Page extract -
---
Tuesday, January 6, 2015

Income and Wealth Inequality


Causes of Inequality



In my view, the root cause of income/wealth inequality boils down to power.  At times when workers have power (unions are strong, employment is high) workers can claim more for themselves, for example better wages, which leads to the ability for them to start accumulating wealth.

Increasing inequality in the US coincided with the rise of the neoliberal regime, which consisted of crushing labor, deregulation, liberalization, and privatization. 

  • Average wages no longer growing with worker productivity



Productivity and Hourly Compensation.png
        Source: EPI
  • Unions attacked (think Reagan crushing air traffic controllers strike)
  • The Glass-Steagall Act, which separated commercial banking from investment banking, was repealed and the finance sector began to grow. 
  •  CEO compensation became increasingly tied to stocks, giving them huge compensation packages.
  • Citizens United ruling allows money to influence politics
Of course income inequality is tied to wealth inequality; the more income you have, the more likely you are to be able to save some of it. 

 Source: Saez and Zucman

Once power has been accumulated in the form of income/wealth it becomes increasingly difficult to change policies to stop the wealthy from accumulating more.



Reponses to Inequality

Increase Workers’ Power 
  • Increase the minimum wage
  • Support policies that promote full employment
  • Increase support for unions


Untitled.png
Source: Bernstein 

Redistribute
  • Increase estate taxes (taxes on inheritances)
---
Data provided -
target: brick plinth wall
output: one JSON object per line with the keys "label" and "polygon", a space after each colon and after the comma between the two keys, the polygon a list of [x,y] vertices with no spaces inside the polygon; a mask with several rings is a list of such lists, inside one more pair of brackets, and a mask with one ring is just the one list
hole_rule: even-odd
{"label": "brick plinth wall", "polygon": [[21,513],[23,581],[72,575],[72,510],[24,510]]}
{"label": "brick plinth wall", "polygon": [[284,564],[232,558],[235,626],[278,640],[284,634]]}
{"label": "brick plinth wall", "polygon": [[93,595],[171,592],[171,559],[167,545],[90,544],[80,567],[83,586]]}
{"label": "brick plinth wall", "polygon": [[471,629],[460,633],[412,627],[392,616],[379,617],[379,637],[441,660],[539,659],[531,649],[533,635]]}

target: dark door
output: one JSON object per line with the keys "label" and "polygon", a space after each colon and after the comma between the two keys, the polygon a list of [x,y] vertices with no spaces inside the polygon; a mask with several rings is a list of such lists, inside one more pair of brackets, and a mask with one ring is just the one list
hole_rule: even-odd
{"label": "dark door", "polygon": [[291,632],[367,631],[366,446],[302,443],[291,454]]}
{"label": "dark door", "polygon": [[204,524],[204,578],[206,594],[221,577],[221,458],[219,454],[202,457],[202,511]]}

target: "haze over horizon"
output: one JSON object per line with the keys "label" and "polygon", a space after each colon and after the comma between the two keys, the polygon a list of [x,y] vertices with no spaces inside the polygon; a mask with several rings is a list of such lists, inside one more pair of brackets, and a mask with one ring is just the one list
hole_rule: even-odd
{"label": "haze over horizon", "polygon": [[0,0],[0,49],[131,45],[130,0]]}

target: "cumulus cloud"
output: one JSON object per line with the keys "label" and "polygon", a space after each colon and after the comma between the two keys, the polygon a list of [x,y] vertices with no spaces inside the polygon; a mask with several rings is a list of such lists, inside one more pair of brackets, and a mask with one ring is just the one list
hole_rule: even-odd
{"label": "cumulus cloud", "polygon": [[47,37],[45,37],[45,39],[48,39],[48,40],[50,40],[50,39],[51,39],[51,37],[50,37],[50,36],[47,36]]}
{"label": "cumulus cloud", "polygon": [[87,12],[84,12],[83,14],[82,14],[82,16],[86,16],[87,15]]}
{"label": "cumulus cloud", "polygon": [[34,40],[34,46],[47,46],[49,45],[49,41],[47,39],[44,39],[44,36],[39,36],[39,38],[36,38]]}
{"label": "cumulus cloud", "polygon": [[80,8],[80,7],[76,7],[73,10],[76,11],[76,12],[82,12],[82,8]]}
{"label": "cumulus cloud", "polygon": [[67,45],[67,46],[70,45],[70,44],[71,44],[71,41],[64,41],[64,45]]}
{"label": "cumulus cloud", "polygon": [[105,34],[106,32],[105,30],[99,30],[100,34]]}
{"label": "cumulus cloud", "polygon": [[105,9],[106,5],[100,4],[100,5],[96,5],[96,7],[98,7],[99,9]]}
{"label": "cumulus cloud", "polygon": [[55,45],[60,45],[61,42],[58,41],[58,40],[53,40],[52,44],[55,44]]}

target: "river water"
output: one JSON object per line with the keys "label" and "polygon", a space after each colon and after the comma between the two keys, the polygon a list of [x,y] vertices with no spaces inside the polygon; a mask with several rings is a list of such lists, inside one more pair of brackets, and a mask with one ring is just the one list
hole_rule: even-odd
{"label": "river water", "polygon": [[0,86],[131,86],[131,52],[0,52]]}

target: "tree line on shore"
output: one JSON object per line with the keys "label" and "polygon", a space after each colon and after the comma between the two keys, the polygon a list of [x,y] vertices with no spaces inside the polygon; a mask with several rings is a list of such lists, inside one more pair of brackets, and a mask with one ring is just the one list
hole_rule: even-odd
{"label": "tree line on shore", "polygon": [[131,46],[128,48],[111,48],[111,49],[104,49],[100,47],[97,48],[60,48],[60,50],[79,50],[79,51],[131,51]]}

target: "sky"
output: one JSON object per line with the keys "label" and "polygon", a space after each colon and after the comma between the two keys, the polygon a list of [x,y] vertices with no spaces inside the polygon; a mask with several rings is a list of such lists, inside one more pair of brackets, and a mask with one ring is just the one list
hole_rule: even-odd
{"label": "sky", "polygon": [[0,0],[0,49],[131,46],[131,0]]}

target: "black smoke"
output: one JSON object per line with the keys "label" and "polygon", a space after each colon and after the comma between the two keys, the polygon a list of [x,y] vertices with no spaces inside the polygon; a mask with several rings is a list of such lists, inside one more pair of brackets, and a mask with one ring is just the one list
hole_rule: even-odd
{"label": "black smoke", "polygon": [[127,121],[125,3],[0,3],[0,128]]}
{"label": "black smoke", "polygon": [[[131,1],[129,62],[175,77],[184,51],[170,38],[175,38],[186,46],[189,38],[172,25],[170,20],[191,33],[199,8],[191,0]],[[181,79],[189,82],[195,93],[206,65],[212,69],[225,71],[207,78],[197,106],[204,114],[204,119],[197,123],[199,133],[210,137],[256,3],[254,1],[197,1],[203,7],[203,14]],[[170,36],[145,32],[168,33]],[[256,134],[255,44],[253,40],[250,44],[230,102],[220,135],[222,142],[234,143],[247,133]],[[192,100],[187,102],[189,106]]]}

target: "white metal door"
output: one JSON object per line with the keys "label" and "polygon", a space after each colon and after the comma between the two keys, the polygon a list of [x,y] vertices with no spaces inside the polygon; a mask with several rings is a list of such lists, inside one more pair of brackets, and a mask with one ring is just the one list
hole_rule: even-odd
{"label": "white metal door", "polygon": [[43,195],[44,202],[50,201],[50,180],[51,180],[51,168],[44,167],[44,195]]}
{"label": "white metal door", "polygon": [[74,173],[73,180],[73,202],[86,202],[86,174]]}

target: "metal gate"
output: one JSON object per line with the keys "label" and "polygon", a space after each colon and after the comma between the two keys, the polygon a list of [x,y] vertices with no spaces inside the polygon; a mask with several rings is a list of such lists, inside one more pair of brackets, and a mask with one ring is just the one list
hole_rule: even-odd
---
To-do list -
[1] According to the inequality post, what did the Glass-Steagall Act separate?
[2] Copy from the inequality post the passage that begins with the words containing "Increasing inequality in" and ends with "traffic controllers strike)".
The lines above are separate material with no connection to the inequality post.

Responses to the tasks -
[1] It separated commercial banking from investment banking.

[2]
Increasing inequality in the US coincided with the rise of the neoliberal regime, which consisted of crushing labor, deregulation, liberalization, and privatization. 

  • Average wages no longer growing with worker productivity



Productivity and Hourly Compensation.png
        Source: EPI
  • Unions attacked (think Reagan crushing air traffic controllers strike)